As an example of large-scale software development, many ERP projects still fail [5, 6] despite having been studied extensively over the past thirty years. The studies have mostly focused on success and failure factors, short-term activities, and technical issues. We take an alternative view. We focus on collaboration practices between the software developers and their customers in a large-scale ERP development project, during which different incidents take place over extended period of time. We try to understand why the project failed despite several seemingly successful attempts to recover from different incidents and crisis.

The paper is organized as follows. First, we will present our research methods and the case description.

Second, we will summarize our findings and reflect them to the literature. Finally, they are discussed in a broader context so that conclusions can be made.

2. Methodology

This case study focuses on an ERP system renewal project, taking place 2007-2014. We conducted 16 qualitative interviews in the large manufacturer company (12 interviewees) and the smallish ERP vendor (4 interviewees). The interviewees were from customer IT (Corporate CIO, ICT manager, and three technical persons), customer business (five managers and two end-users), and vendor organization (CEO and three developers), each having participated in the ERP system renewal within the last few years. The interviewees were selected by using snowball sampling, i.e. each person recommended new interviewees [7]. We asked each interviewee to tell their story about the project, its progress and challenges from his/her perspective. These stories, lasting about 49 minutes on average, were audio recorded.

__Stated task__: Return the passage of the ERP case study text from "Second, we will" up to and including "can be made.", copied word for word. The material after this text comes from a separate source.

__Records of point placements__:
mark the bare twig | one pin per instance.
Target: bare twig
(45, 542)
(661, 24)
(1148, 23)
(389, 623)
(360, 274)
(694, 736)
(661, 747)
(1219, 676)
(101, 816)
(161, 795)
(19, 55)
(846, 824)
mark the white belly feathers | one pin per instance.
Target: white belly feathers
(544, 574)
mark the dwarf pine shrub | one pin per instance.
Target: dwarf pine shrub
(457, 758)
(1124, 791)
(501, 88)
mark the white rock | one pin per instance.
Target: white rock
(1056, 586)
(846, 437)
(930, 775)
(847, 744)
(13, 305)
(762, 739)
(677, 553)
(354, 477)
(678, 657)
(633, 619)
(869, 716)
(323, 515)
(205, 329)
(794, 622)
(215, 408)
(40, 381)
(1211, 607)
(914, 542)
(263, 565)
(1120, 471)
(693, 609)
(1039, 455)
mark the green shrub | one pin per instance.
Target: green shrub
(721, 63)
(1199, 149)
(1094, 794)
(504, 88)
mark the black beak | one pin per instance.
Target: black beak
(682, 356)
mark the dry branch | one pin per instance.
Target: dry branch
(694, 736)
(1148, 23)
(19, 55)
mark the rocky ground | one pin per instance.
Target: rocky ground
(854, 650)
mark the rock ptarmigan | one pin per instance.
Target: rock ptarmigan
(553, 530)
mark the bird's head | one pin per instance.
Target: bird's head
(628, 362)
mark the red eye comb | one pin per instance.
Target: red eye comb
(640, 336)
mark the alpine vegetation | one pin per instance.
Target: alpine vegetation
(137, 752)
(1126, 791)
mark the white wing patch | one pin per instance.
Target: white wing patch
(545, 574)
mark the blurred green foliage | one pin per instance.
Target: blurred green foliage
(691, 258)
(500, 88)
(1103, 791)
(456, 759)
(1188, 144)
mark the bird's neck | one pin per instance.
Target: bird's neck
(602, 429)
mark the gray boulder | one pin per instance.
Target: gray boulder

__Answer in full__:
Second, we will summarize our findings and reflect them to the literature. Finally, they are discussed in a broader context so that conclusions can be made.